» Instructions:
- A) Return word for word the part of the article on the consumer protection regulations that opens with the words containing "- Stopping Spam" and closes with "access to it.".
- B) In the article on the consumer protection regulations, what is the cap on the total cost of entering a competition by SMS?
- C) Decide whether each statement agrees with the article on the consumer protection regulations, and give yes or no with the words from the article that settle it. (i) The CPA applies to fixed term contracts entered into before April 1, 2011. (ii) The National Consumer Commission will be the custodian of the information in the national registry. (iii) Direct marketers may contact consumers at home on Sundays.

» Text shown:
=== Begin Enclosure ===

I’m sorry to have to tell you, dear readers, that the bit of the Act which has been much looked forward by consumers - an end to lock-in contracts - has been watered down to the point that it’s no big boon anymore.

Forget being able to cancel a fixed term contract - such as cellphone or gym - early and pay just 10% of the remaining subscription - that’s no longer a consumer right in terms of the Act.

The final regulations pertaining to the Act, which were made public only on Friday afternoon, make no mention of that 10% provision, which was in the initial version of the Act, released by Trade and Industry Minister Rob Davies four months ago.

Remember, the CPA does not apply to fixed term contracts entered into before April 1, 2011.

The cellphone industry were said to be lobbying to be able to ‘ringfence’ payment of the handsets which are given to consumers as part of post-paid cellphone contracts, to avoid subscribers canceling early, paying just 10% of their remaining subs and keeping their phones.

But the final regulation on early cancellation of fixed term contracts has been watered down dramatically.

It states that if a consumer cancels a fixed term contract early, the supplier can demand ‘the value of goods which will remain in the consumer’s possession” - that would be a cellphone.

It also says the supplier can demand a “reasonable” amount as a cancellation penalty taking into account a whole lot of things, such as the duration of the contract; “losses suffered or benefits gained by the consumer as a result of entering into the agreement” and “the reasonable potential for the service provider, acting diligently, to find an alternative consumer”. Huh?

It does say that the cancellation fee may not have the effect of negating the consumer’s right to cancel a fixed term agreement, but clearly consumers are going to have a very different idea of what is reasonable, from that of the service provider.

Very disappointing.

Here’s a quick look at the other final regulations:

- Stopping Spam

You can now put a sign on your postbox stating “NO ADVERTS” which will make it an offence for any direct marketer to put ads in, on, or around the postbox or anywhere on your property.

You can register all your details with a national “registry”, which will block all direct marketers in the country from sending you mail, SMSs or phoning you with offers, from 30 days after your registration.

The administrator will have to ensure that this information is secure, and screen any direct marketer seeking access to it.

The National Consumer Commission will be the custodian of this information.

Oh, and you can’t register yet, as an “administrator” of this new national registry has not yet been appointed. The Dti has put out a tender for this function.

- Those after hours telesales calls

Again, the final regulation has been slightly diluted from that published in November – to the consumer’s detriment.

No direct marketer may direct communication (via any means) to a consumer at home at the following times:

Sundays and public holidays

Before 9am and after 1pm on Saturdays (originally after noon)

After 8pm and before 8am on weekdays (originally not after 7pm)

-Entering competitions by SMS

The total cost of entering a competition via SMS is capped at R1,50. Entrants can’t be forced to have their photos taken for publicity or marketing purposes, and any prize with a value of more than R1 will make the undertaking a promotional competition.

- Protecting the vulnerable

Any advert for an “alternative work scheme” will have to declare – in the same size font as the rest of the advert - that any examples, results or testimonials (about how much money someone has made) is no guarantee that anyone will achieve the results promised or implied.

=== End Enclosure ===

Source data:
=== Begin Enclosure ===

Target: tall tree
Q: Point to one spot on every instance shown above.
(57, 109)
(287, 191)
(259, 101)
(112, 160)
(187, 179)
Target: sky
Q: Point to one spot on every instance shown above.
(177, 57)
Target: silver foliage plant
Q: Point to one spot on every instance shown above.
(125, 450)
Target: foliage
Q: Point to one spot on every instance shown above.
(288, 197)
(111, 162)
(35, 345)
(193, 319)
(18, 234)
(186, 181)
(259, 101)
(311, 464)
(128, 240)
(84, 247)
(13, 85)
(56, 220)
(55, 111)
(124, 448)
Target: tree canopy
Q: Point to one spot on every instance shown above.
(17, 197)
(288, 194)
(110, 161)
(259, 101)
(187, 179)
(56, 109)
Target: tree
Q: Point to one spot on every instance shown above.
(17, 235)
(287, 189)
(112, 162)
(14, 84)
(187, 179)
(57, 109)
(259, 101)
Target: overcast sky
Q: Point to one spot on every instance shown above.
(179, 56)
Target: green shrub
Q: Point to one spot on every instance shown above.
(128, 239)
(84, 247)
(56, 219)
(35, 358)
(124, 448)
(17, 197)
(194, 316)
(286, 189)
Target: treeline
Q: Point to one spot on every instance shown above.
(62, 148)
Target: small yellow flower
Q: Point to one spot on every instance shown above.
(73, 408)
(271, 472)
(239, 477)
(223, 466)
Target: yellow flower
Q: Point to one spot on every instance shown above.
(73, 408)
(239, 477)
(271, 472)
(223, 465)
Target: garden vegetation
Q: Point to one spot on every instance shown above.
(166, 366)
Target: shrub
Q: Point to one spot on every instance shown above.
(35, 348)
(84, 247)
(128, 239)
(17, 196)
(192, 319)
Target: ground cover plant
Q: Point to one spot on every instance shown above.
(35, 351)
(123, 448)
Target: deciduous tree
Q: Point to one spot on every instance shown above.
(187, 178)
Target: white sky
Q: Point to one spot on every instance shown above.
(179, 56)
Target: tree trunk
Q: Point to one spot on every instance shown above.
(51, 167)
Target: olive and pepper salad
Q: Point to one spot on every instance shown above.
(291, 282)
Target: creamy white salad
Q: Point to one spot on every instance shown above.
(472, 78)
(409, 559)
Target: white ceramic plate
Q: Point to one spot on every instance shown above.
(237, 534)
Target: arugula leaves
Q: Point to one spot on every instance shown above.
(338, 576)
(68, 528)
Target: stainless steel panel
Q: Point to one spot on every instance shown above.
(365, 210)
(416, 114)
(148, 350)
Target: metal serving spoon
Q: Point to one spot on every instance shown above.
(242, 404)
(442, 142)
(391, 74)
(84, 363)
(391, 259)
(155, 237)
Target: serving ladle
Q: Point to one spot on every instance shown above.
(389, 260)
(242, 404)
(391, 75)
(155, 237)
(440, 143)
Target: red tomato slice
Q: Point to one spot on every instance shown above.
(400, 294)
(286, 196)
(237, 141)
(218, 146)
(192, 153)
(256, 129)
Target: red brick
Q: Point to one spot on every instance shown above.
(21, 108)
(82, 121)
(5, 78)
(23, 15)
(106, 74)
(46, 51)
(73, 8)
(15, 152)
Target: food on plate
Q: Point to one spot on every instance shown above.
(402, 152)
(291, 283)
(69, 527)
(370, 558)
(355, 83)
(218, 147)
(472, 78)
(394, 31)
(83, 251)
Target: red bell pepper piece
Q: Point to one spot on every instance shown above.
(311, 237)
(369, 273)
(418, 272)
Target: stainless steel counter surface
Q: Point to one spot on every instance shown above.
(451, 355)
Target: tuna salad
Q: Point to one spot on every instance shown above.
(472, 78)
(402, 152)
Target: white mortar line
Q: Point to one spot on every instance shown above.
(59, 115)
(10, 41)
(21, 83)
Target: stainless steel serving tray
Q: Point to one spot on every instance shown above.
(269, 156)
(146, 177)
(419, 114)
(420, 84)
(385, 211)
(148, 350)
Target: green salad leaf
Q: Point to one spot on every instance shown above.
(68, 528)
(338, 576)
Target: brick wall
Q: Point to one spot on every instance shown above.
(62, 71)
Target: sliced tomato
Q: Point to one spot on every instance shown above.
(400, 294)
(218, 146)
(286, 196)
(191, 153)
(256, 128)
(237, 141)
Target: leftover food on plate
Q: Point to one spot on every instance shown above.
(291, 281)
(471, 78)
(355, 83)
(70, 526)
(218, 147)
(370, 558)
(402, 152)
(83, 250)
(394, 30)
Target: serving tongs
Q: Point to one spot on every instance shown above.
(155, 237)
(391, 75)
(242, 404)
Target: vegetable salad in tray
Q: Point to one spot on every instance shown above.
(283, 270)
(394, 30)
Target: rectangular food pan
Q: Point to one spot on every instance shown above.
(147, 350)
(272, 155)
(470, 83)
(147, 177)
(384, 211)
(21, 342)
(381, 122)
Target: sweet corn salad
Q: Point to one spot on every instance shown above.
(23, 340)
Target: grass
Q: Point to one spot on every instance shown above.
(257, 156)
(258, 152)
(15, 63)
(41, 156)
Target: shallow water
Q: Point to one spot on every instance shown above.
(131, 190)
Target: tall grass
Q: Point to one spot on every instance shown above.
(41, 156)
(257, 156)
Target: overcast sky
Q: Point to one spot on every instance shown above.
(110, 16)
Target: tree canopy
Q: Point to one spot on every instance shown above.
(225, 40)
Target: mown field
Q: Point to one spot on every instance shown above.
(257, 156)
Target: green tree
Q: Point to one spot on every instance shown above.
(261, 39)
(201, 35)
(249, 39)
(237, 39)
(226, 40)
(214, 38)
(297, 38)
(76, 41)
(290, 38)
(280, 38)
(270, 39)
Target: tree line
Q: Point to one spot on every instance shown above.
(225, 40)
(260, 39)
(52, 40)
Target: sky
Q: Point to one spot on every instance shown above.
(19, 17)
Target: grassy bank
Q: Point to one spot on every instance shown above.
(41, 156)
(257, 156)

=== End Enclosure ===

» Exercise answers:
- A)
- Stopping Spam

You can now put a sign on your postbox stating “NO ADVERTS” which will make it an offence for any direct marketer to put ads in, on, or around the postbox or anywhere on your property.

You can register all your details with a national “registry”, which will block all direct marketers in the country from sending you mail, SMSs or phoning you with offers, from 30 days after your registration.

The administrator will have to ensure that this information is secure, and screen any direct marketer seeking access to it.

- B) R1,50

- C)
(i) No: "the CPA does not apply to fixed term contracts entered into before April 1, 2011."
(ii) Yes: "The National Consumer Commission will be the custodian of this information."
(iii) No: "No direct marketer may direct communication (via any means) to a consumer at home at the following times" and "Sundays and public holidays"